**Records shown**
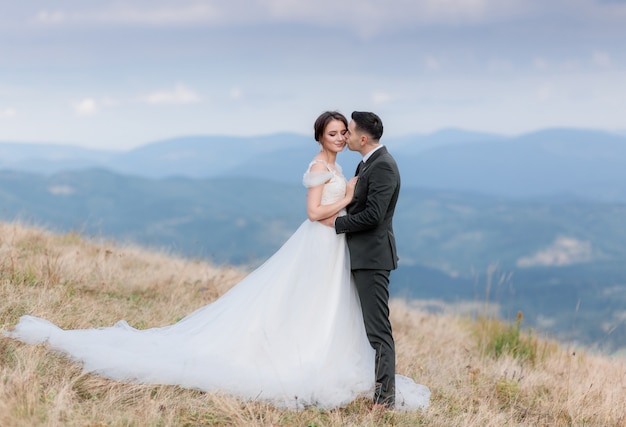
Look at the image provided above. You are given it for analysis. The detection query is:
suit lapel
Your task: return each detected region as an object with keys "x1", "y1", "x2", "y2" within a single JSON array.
[{"x1": 357, "y1": 147, "x2": 387, "y2": 175}]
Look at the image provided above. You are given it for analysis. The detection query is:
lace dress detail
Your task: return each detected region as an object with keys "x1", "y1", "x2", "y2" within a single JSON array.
[
  {"x1": 302, "y1": 160, "x2": 347, "y2": 215},
  {"x1": 3, "y1": 160, "x2": 430, "y2": 410}
]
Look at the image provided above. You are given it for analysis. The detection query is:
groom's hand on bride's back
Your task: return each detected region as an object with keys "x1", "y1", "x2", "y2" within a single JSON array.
[{"x1": 320, "y1": 214, "x2": 337, "y2": 228}]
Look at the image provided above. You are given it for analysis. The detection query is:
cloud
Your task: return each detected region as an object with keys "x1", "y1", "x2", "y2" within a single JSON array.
[
  {"x1": 0, "y1": 107, "x2": 17, "y2": 119},
  {"x1": 424, "y1": 56, "x2": 441, "y2": 71},
  {"x1": 33, "y1": 2, "x2": 223, "y2": 26},
  {"x1": 372, "y1": 91, "x2": 391, "y2": 105},
  {"x1": 145, "y1": 83, "x2": 201, "y2": 105},
  {"x1": 74, "y1": 98, "x2": 98, "y2": 116},
  {"x1": 591, "y1": 51, "x2": 611, "y2": 68},
  {"x1": 230, "y1": 87, "x2": 243, "y2": 101},
  {"x1": 23, "y1": 0, "x2": 552, "y2": 35}
]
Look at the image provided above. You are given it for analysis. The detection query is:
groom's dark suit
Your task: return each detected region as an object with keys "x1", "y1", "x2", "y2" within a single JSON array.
[{"x1": 335, "y1": 147, "x2": 400, "y2": 406}]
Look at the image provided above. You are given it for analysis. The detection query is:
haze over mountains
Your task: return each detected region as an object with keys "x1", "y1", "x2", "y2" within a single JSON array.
[
  {"x1": 0, "y1": 129, "x2": 626, "y2": 202},
  {"x1": 0, "y1": 129, "x2": 626, "y2": 351}
]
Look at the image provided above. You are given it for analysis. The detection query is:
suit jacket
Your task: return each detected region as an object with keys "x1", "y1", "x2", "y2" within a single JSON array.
[{"x1": 335, "y1": 146, "x2": 400, "y2": 270}]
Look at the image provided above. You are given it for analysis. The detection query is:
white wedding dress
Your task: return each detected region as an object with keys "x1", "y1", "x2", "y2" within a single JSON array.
[{"x1": 4, "y1": 160, "x2": 430, "y2": 410}]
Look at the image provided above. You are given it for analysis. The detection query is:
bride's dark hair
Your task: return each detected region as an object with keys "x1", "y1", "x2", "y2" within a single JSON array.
[{"x1": 313, "y1": 111, "x2": 348, "y2": 142}]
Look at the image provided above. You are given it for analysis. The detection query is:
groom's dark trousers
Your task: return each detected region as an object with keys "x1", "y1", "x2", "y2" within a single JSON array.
[
  {"x1": 352, "y1": 270, "x2": 396, "y2": 406},
  {"x1": 335, "y1": 147, "x2": 400, "y2": 407}
]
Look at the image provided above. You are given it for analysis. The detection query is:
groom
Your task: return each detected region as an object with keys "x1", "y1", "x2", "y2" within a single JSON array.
[{"x1": 322, "y1": 111, "x2": 400, "y2": 409}]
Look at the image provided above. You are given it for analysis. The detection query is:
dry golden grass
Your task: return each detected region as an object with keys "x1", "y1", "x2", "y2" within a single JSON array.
[{"x1": 0, "y1": 223, "x2": 626, "y2": 427}]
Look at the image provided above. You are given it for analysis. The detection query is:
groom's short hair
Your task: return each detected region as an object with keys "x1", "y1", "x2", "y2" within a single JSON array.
[{"x1": 351, "y1": 111, "x2": 383, "y2": 141}]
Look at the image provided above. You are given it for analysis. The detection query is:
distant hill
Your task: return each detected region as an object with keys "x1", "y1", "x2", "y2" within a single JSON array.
[
  {"x1": 0, "y1": 169, "x2": 626, "y2": 349},
  {"x1": 0, "y1": 129, "x2": 626, "y2": 202}
]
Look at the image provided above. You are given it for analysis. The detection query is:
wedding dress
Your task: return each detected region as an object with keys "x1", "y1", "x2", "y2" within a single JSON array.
[{"x1": 4, "y1": 163, "x2": 430, "y2": 410}]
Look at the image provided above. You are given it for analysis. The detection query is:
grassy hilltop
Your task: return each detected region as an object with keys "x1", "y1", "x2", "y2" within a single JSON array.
[{"x1": 0, "y1": 223, "x2": 626, "y2": 427}]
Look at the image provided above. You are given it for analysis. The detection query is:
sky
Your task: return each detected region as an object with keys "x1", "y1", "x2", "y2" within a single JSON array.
[{"x1": 0, "y1": 0, "x2": 626, "y2": 150}]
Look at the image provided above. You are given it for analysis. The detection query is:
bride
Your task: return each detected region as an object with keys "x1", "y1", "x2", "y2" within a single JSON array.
[{"x1": 4, "y1": 112, "x2": 430, "y2": 410}]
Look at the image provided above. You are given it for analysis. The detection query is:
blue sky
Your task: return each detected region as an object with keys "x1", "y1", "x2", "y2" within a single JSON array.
[{"x1": 0, "y1": 0, "x2": 626, "y2": 150}]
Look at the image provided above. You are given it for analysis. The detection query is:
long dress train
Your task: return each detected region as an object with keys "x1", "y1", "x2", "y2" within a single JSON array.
[{"x1": 4, "y1": 160, "x2": 430, "y2": 410}]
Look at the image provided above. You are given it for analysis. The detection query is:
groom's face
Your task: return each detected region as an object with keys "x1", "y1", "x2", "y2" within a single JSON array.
[{"x1": 346, "y1": 120, "x2": 361, "y2": 151}]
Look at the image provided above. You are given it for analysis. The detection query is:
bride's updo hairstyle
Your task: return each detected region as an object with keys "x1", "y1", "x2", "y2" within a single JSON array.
[{"x1": 313, "y1": 111, "x2": 348, "y2": 142}]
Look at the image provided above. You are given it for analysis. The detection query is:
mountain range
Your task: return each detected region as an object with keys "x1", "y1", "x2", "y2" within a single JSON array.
[{"x1": 0, "y1": 129, "x2": 626, "y2": 351}]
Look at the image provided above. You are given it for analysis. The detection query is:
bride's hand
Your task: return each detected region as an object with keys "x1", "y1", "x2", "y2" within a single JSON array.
[{"x1": 346, "y1": 176, "x2": 359, "y2": 200}]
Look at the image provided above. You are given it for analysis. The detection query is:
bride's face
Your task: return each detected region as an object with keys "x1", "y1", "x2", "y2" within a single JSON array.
[{"x1": 320, "y1": 120, "x2": 348, "y2": 153}]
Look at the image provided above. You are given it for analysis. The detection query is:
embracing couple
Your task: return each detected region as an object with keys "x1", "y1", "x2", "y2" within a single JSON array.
[
  {"x1": 309, "y1": 111, "x2": 400, "y2": 408},
  {"x1": 3, "y1": 111, "x2": 430, "y2": 410}
]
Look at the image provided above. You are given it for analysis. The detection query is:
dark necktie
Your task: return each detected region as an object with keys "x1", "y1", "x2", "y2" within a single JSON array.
[{"x1": 354, "y1": 160, "x2": 365, "y2": 176}]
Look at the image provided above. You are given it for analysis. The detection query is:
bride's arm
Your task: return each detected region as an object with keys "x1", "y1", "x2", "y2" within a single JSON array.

**Stated goal**
Extract every line of the records above that contains the word "groom".

**Answer to this exercise**
groom's hand on bride's back
groom's dark suit
groom's dark trousers
groom
groom's short hair
groom's face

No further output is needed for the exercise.